**Exercise task:** Copy everything from the line containing "Guideline — for every instance of the picture" down to the end of the data below, keeping every line. Multiply each coordinate in the answers by 1.1 and round it to a whole number, with halves rounded up.

Coordinate-labeling data:
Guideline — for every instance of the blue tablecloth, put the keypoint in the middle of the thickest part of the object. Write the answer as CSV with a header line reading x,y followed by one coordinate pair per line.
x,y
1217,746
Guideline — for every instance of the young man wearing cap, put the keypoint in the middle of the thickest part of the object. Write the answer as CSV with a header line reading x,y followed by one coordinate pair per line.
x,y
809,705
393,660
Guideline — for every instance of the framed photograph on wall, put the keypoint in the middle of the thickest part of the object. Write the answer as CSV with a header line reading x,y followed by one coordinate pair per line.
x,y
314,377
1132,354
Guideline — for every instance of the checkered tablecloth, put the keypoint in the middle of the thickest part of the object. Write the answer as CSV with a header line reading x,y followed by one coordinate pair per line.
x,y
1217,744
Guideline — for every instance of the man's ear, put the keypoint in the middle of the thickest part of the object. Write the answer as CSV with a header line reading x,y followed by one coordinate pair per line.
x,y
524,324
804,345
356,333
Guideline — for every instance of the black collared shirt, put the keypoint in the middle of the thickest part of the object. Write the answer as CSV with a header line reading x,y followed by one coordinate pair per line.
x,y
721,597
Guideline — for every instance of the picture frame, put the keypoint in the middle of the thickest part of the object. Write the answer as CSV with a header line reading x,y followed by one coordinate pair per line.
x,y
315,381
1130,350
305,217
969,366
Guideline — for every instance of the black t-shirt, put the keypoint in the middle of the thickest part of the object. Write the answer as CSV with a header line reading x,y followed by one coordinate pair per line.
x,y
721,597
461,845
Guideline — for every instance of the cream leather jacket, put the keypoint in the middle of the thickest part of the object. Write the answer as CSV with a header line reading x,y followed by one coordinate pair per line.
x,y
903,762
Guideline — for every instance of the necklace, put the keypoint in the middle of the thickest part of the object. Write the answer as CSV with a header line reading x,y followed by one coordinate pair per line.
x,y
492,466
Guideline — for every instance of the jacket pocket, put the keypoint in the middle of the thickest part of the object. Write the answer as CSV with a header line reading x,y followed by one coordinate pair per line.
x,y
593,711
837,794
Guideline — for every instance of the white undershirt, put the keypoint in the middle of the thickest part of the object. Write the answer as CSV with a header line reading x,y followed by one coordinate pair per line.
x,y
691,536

**Written answer:**
Guideline — for every instance of the picture frame, put the keypoint in the middle of the thickest part of the object. Write the answer as CSV with a header line reading x,y followed by one coordinate pair per line.
x,y
347,419
1243,385
336,239
1066,403
Guideline — for every instance of the black t-shirt, put the keypoint in the middle of the thickest part of the object. Write the answer as CSV with a header line reading x,y followed by one coordinate pair per line.
x,y
793,657
507,930
Guideline — for every instance of the cream leather jacket, put the keypoint in the middle of the thickest part of the object. Write the answer as CSV with a header line reading x,y followed by one coordinate pair per line.
x,y
993,838
Guideline — for every instance of the necklace, put the keypoint in the middle of the thickest part of the object. Write the answer as CSV with a header line reading x,y followed by one coordinate pair per line.
x,y
541,513
Guideline — for every instance of the jacket pocket, put the keypoint in the middle of the thickest part of the object. Write the answer as CSV with a header line reading x,y followed by one coordinate pair per line.
x,y
652,782
921,873
Guideline — for every instance of the white undershirt, put the keypoint in the middle of the thickest part of the object. Write the answer as CSV with a header line reading x,y followed by one coordinate pair per line.
x,y
760,590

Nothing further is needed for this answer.